_PROMPT:_ Repeat the material verbatim and drop the pictures.
RECORD EXTRACTS start
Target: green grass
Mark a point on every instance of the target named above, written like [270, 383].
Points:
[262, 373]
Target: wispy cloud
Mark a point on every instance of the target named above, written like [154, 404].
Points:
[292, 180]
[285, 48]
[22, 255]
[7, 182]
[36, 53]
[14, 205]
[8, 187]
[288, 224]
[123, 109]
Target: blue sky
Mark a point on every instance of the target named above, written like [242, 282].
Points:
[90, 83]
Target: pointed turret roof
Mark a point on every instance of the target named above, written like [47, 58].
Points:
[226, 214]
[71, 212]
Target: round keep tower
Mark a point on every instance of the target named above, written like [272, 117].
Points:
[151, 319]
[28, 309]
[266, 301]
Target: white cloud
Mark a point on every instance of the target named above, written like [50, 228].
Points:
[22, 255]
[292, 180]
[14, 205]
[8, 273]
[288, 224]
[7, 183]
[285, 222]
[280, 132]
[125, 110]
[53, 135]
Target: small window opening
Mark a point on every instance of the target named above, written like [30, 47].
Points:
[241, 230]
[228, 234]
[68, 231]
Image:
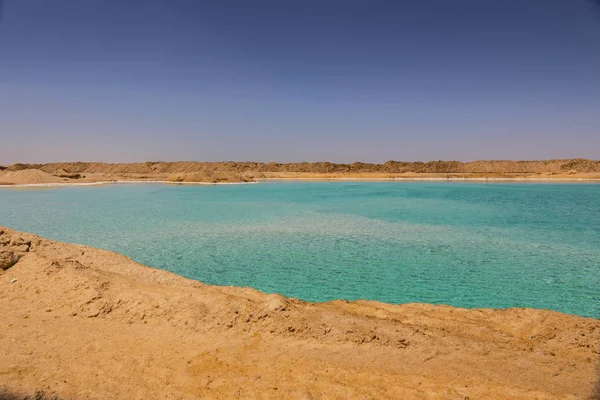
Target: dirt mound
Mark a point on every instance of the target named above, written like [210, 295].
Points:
[27, 176]
[79, 322]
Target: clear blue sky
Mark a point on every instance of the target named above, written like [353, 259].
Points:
[336, 80]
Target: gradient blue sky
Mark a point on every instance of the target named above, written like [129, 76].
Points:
RECORD EXTRACTS end
_REPLY:_
Target: green grass
Mark a point on every instance of the target named above, written like [270, 383].
Points:
[262, 373]
Target: wispy cloud
Mark a point on every instance of the target named above, written like [154, 404].
Points:
[292, 180]
[285, 48]
[22, 255]
[7, 182]
[36, 53]
[14, 205]
[8, 187]
[288, 224]
[123, 109]
Target: blue sky
Mark a point on every instance of the target named above, written like [242, 282].
Points:
[90, 83]
Target: pointed turret roof
Mark a point on every instance of the target named above, written like [47, 58].
Points:
[226, 214]
[71, 212]
Target: round keep tower
Mark a point on every instance of the target named above, written like [272, 117].
Points:
[151, 319]
[28, 309]
[266, 301]
Target: white cloud
Mark a point on every instance of the target named above, written like [50, 228].
Points:
[22, 255]
[292, 180]
[14, 205]
[8, 273]
[288, 224]
[7, 183]
[285, 222]
[280, 132]
[125, 110]
[53, 135]
Target: small window opening
Mark a point on every instance of the target named above, written like [30, 47].
Points:
[241, 230]
[228, 234]
[68, 231]
Image:
Target: dirt mound
Mark a point on every instance of the target named above, written like [210, 295].
Points:
[27, 176]
[79, 322]
Target: clear blue sky
Mark a point on every instance of the target named above, written like [353, 259].
Points:
[336, 80]
Target: gradient blue sky
Mark a point on every instance of the target named above, written like [129, 76].
Points:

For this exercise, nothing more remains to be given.